§ WRITTEN REQUEST:
Reproduce the listing below without any change.

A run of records
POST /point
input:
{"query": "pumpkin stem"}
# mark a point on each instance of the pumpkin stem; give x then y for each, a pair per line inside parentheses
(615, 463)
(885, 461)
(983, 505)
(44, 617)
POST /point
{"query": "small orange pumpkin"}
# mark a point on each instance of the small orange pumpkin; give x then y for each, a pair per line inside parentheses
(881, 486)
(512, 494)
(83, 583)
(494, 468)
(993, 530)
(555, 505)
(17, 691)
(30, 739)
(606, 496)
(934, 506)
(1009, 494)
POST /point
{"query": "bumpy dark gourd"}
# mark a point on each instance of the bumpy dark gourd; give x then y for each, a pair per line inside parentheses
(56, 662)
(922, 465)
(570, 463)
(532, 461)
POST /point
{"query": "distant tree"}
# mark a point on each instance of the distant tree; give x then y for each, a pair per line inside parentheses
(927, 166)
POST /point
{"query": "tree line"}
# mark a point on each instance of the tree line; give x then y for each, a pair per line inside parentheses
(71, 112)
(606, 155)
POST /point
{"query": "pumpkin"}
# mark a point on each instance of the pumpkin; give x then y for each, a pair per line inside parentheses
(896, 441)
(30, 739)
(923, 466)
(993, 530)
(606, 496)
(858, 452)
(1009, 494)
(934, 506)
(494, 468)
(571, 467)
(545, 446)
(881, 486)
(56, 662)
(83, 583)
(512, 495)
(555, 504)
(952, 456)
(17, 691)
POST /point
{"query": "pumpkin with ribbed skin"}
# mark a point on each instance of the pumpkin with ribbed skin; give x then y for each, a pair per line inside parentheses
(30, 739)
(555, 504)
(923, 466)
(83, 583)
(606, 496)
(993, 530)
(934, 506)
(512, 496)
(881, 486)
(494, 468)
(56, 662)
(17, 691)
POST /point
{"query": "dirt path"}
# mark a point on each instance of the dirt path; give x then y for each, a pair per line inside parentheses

§ WRITTEN ANSWER:
POST /point
input:
{"query": "pumpkin stem"}
# mark a point on each instance of the pumpkin stem; give x then y for each, a pair per line inside parentheses
(615, 463)
(885, 461)
(983, 505)
(44, 617)
POST /point
{"query": "small orange pumpkin"}
# mark a point on each instance of the small orange pumpkin; give x then y for each, a pair per line inside parentheses
(881, 486)
(512, 494)
(83, 583)
(494, 468)
(993, 530)
(555, 505)
(17, 691)
(30, 739)
(606, 496)
(934, 506)
(1009, 494)
POST /point
{"query": "bumpy dark gourd"}
# mark a point on each instance of the bumpy dark gourd; give x then y for each, a pair per line inside parentheses
(56, 662)
(922, 465)
(570, 463)
(532, 461)
POST /point
{"query": "distant tree"}
# mark a point on each instance of the distant tree; give x then y for each, a pair per line inside parentheses
(927, 166)
POST /point
{"query": "tree line"}
# mark a point on each instance of the tree line; give x then y for each, a pair per line inside parentheses
(71, 112)
(606, 155)
POST /point
{"query": "pumpkin"}
# mark a point on each instance of the pumpkin; give x then y for each, a pair per line inside parentheses
(896, 441)
(30, 739)
(923, 466)
(993, 530)
(606, 496)
(858, 452)
(1009, 494)
(934, 506)
(494, 468)
(571, 467)
(545, 446)
(881, 486)
(56, 662)
(83, 583)
(512, 495)
(555, 504)
(952, 456)
(17, 691)
POST /point
{"query": "pumpkin with ribbed skin"}
# mark a point on each instance of the pumpkin with ribbed skin; give x then y for each, a pair per line inside parentheses
(30, 739)
(555, 504)
(923, 466)
(83, 583)
(606, 496)
(993, 530)
(934, 506)
(512, 496)
(881, 486)
(494, 468)
(56, 662)
(17, 691)
POST /point
{"query": "dirt path"}
# mark a point on each instance of the dirt path; give x then y for each, a pair per line inside parentheses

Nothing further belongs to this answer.